=== MATERIAL SHOWN ===

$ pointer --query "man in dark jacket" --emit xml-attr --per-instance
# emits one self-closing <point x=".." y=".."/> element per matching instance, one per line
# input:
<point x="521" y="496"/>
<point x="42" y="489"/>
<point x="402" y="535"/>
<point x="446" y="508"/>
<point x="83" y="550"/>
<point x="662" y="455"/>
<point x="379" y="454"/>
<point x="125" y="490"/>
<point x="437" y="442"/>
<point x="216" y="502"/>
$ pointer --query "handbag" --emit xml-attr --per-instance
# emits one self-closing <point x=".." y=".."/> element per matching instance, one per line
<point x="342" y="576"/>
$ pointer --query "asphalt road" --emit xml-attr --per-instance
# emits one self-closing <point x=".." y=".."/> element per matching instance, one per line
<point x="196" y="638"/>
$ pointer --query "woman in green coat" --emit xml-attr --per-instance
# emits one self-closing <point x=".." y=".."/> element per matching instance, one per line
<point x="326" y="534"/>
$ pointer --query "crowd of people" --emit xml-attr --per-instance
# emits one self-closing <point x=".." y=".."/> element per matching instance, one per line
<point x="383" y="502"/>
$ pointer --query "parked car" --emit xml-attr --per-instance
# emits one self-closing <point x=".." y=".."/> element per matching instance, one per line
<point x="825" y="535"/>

===

* _DESCRIPTION OF THE TASK_: Rewrite all of the lines above in full, raising every x and y coordinate in the point tags by 27.

* _SOLUTION FOR THIS PROBLEM_:
$ pointer --query "man in dark jacket" --emit xml-attr --per-instance
# emits one self-closing <point x=".." y=".."/> element per matching instance, one per line
# input:
<point x="548" y="523"/>
<point x="69" y="516"/>
<point x="429" y="562"/>
<point x="473" y="535"/>
<point x="110" y="577"/>
<point x="689" y="482"/>
<point x="406" y="481"/>
<point x="152" y="517"/>
<point x="464" y="469"/>
<point x="243" y="529"/>
$ pointer --query "handbag" --emit xml-attr --per-instance
# emits one self-closing <point x=".." y=".."/> element per matching instance, one per line
<point x="369" y="603"/>
$ pointer --query "asphalt road" --emit xml-attr --per-instance
# emits one self-closing <point x=".." y=".."/> element per matching instance, one per line
<point x="223" y="665"/>
$ pointer --query "woman in green coat" --emit xml-attr --per-instance
# emits one self-closing <point x=".." y=".."/> element per matching instance, one per line
<point x="353" y="561"/>
$ pointer --query "crowd of people" --emit xml-attr --per-instance
# emits one self-closing <point x=".." y=".."/> element per matching instance, one per line
<point x="410" y="529"/>
$ pointer --query "parked car" --emit xml-attr --per-instance
# emits one self-closing <point x=".." y=".."/> element per matching instance, one per line
<point x="852" y="562"/>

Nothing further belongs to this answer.